### OBJECTIVE
Copy these records line for line, with no changes.

Named-object pointing records:
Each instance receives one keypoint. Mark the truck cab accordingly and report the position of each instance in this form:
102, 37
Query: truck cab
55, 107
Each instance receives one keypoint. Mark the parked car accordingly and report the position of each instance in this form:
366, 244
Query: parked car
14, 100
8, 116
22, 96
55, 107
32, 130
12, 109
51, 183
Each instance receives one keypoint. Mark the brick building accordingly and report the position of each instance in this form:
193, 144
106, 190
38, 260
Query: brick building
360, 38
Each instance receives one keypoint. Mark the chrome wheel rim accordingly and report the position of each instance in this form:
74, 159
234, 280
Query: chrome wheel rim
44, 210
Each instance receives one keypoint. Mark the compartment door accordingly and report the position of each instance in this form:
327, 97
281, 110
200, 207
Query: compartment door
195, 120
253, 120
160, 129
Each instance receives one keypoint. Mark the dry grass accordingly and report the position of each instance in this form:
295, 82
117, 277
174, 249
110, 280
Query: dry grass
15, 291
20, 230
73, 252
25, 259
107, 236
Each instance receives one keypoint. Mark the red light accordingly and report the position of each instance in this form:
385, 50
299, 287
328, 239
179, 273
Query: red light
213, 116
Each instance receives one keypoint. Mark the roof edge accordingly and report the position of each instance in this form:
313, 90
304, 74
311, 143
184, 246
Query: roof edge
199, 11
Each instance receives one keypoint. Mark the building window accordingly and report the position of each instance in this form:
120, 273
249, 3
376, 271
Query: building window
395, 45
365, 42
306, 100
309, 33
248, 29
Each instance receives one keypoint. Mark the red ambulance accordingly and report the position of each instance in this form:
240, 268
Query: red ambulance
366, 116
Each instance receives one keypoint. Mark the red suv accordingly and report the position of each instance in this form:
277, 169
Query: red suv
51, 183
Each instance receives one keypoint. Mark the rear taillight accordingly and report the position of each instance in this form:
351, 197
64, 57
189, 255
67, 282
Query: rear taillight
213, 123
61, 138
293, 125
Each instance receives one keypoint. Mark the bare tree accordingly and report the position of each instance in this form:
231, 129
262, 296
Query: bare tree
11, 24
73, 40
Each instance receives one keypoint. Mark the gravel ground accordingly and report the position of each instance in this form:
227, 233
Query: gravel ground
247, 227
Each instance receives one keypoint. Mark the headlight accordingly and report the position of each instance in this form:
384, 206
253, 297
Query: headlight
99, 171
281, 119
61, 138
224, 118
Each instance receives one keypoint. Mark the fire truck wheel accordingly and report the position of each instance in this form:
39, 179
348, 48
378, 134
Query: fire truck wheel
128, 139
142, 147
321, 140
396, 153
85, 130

### WORKED SOLUTION
Each instance receives one keypoint. Mark the truck cab accordingly and report the position of each instance in this form:
102, 37
Query: truck cab
55, 107
Each instance receives one keypoint. Mark the parked car accordingly and report the position of each instance in this form:
366, 244
Query: parked car
14, 100
8, 116
22, 96
55, 107
32, 130
12, 109
51, 183
Each instance receives one keypoint. Mark the brick building accordingly and report the position of each instance in this form:
193, 144
106, 190
38, 260
Query: brick building
360, 38
Each instance receives one keypoint. Mark the chrome wheel rim accordingly and report the position of each instance in this form:
74, 159
234, 280
Query: chrome wheel rim
44, 210
Each instance receives one keypoint. Mark the compartment door accordingly and report the position of each instance in this form:
327, 97
281, 110
200, 207
Query: compartment door
195, 120
253, 120
160, 129
Each instance receives one keypoint. Mark the dry grass accordingly and report the position of each instance in this form:
295, 82
117, 277
174, 249
110, 280
Query: dry grass
15, 291
20, 230
73, 252
25, 259
107, 236
Each instance receives one keypoint. Mark the red light accordingly and report the position of each instance in this form:
385, 50
299, 287
328, 239
179, 273
Query: red light
213, 116
Each instance receives one keypoint. Mark the roof edge accordingly and report the position of each instance in this form:
313, 90
304, 74
311, 143
184, 246
Query: roof edge
199, 11
Each instance receives one keypoint. Mark the building window accordingly and report the position of each instance in this form:
120, 273
249, 3
376, 271
Query: building window
395, 45
365, 42
306, 100
309, 33
248, 29
Each instance receives one keypoint. Mark the red ambulance accordingly and report the position of each instance in this form:
240, 268
Query: red ambulance
366, 116
Each instance receives one keypoint. Mark the red suv accordingly and report the position of each instance in this form:
277, 169
Query: red suv
51, 183
Each instance receives one keypoint. Mark the rear taillight accordingly and report the position of each instance in this form:
351, 197
64, 57
189, 255
67, 282
Query: rear taillight
213, 123
61, 138
293, 125
Each instance receives one keypoint. Mark the bare tree accordingly and report the position of each instance in this form:
231, 129
262, 296
Query: bare tree
11, 24
73, 40
Each instance receives one keypoint. Mark the gravel ground accordingly and report the position of each instance in this form:
227, 233
Query: gravel ground
247, 227
Each instance receives one keypoint. Mark the headlight accordingly and report the position of each instance in this form:
384, 206
253, 297
Query: headlight
99, 171
281, 119
61, 138
224, 118
Each instance receives one keypoint. Mark the fire truck wheel accordingly and report the position of each instance in this form:
39, 179
348, 48
378, 134
Query: fire truck wheel
128, 139
142, 147
321, 140
396, 153
85, 130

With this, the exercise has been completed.